-- Task statement --
Can you retype only the lines from the one with "For every instance of the metal" through the final line of the material, exactly as given?

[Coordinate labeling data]
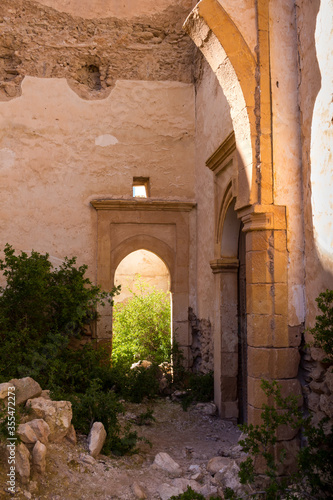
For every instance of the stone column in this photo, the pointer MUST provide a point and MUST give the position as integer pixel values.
(272, 349)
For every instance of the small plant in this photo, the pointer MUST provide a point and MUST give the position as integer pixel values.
(314, 476)
(142, 326)
(190, 494)
(323, 329)
(200, 388)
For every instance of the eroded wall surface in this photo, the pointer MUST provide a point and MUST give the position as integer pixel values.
(59, 152)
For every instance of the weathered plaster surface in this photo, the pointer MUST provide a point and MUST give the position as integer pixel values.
(213, 124)
(148, 265)
(91, 53)
(315, 93)
(52, 166)
(288, 188)
(107, 8)
(244, 16)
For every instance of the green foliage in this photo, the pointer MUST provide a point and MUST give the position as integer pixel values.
(41, 299)
(200, 388)
(315, 461)
(190, 494)
(323, 329)
(142, 326)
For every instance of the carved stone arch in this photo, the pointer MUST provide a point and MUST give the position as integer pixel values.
(228, 225)
(245, 82)
(144, 242)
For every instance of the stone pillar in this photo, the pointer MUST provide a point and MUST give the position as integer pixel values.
(272, 354)
(226, 337)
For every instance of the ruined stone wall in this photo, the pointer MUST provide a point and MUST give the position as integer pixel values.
(88, 104)
(213, 124)
(315, 42)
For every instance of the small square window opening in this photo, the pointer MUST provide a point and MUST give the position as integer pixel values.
(140, 187)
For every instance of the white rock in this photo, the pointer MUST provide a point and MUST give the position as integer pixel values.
(139, 491)
(57, 414)
(165, 462)
(4, 390)
(22, 462)
(25, 388)
(206, 408)
(166, 491)
(71, 435)
(228, 477)
(35, 430)
(96, 439)
(39, 457)
(217, 463)
(183, 484)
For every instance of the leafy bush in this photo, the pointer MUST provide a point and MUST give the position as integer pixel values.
(314, 477)
(200, 388)
(142, 326)
(190, 494)
(323, 329)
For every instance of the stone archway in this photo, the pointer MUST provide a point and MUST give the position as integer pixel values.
(161, 227)
(244, 76)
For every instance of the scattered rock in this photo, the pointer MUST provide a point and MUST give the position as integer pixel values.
(96, 439)
(166, 491)
(183, 484)
(165, 462)
(45, 394)
(26, 388)
(217, 463)
(206, 408)
(23, 462)
(228, 477)
(35, 430)
(39, 457)
(57, 414)
(71, 435)
(139, 491)
(141, 364)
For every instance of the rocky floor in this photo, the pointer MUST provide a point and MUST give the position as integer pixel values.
(190, 438)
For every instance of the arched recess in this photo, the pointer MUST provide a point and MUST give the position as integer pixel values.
(144, 242)
(162, 227)
(246, 85)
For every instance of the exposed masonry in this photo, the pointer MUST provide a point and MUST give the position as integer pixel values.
(92, 54)
(202, 344)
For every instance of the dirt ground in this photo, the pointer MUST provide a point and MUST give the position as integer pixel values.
(191, 438)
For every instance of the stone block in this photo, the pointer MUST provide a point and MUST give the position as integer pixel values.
(259, 267)
(96, 439)
(229, 388)
(26, 388)
(229, 410)
(280, 298)
(57, 414)
(273, 363)
(259, 299)
(165, 462)
(280, 266)
(229, 364)
(39, 457)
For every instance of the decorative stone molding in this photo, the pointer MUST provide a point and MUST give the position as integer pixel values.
(223, 152)
(263, 218)
(146, 205)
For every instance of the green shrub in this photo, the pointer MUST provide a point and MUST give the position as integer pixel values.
(142, 326)
(323, 329)
(190, 494)
(314, 477)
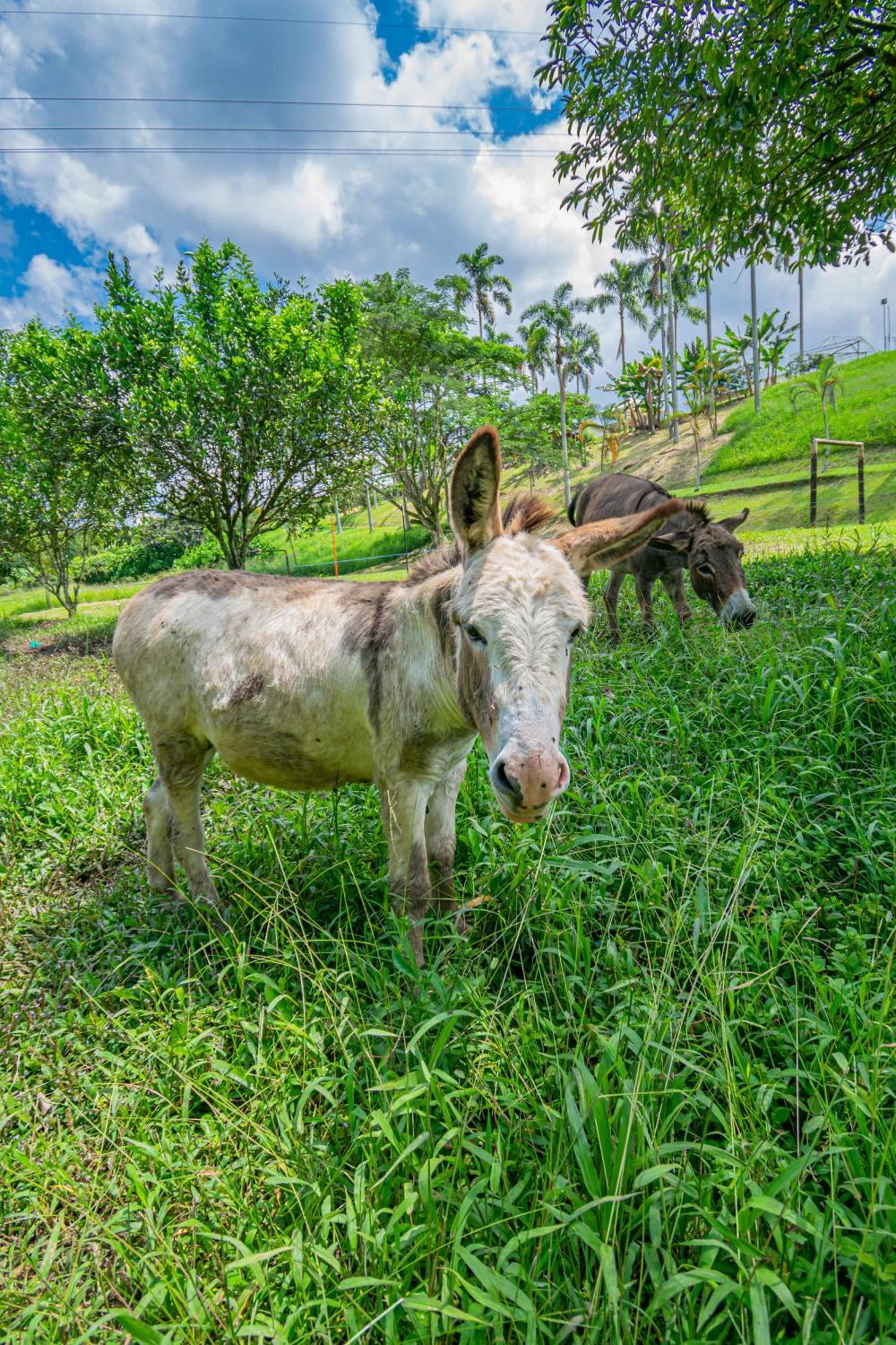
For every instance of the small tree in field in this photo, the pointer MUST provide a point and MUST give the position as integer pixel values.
(819, 387)
(67, 475)
(251, 401)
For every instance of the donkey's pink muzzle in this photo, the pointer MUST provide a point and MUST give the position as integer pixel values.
(526, 782)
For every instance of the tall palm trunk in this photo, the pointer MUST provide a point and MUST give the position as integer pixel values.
(662, 337)
(709, 356)
(561, 383)
(673, 358)
(754, 321)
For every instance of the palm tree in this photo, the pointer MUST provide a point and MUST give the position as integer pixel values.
(583, 354)
(537, 352)
(623, 289)
(557, 317)
(821, 385)
(486, 286)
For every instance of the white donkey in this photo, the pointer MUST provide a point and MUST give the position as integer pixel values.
(310, 684)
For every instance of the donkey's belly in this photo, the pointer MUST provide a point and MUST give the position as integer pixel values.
(291, 762)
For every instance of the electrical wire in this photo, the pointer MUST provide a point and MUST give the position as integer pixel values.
(261, 18)
(261, 103)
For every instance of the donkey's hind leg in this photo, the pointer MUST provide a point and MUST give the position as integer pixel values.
(159, 849)
(181, 765)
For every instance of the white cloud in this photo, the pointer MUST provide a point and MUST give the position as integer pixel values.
(50, 291)
(323, 216)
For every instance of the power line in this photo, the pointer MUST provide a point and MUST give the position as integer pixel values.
(326, 151)
(261, 103)
(259, 18)
(295, 131)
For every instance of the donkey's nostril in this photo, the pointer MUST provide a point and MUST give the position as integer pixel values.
(506, 782)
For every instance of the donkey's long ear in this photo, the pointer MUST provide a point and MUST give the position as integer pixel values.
(475, 485)
(731, 524)
(595, 547)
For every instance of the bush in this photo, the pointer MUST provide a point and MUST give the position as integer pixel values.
(153, 548)
(205, 556)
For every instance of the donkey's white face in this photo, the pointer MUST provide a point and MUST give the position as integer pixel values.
(520, 606)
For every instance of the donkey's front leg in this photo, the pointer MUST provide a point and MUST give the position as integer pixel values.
(440, 841)
(404, 814)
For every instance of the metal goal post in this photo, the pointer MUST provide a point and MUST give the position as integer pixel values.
(813, 474)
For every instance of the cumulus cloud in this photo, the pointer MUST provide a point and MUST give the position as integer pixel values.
(319, 215)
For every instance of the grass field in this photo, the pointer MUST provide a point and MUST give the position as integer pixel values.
(650, 1100)
(865, 411)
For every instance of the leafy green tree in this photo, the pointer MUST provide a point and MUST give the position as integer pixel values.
(622, 289)
(819, 387)
(530, 432)
(432, 375)
(583, 354)
(68, 478)
(487, 287)
(536, 352)
(770, 126)
(557, 317)
(251, 401)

-- Exercise solution --
For every instance of the metal goal post in this photo, the pointer MUST provide a point and MUST give the position as integer pixel values.
(813, 474)
For every instance of the cumulus cloud in this photo, the pointer MUST provide a point and MUST give the position as integer pixel values.
(319, 215)
For every instance of the grass field in this photo, the pointer MUST provide a point and MUST give the position as integer pixel values.
(650, 1100)
(865, 411)
For every instance of the leafy green tree in this photo, the pointer MUST provide a point and MUST give the position as integer pixel values.
(622, 289)
(819, 387)
(530, 432)
(432, 375)
(583, 354)
(68, 478)
(487, 287)
(536, 352)
(770, 126)
(557, 317)
(251, 401)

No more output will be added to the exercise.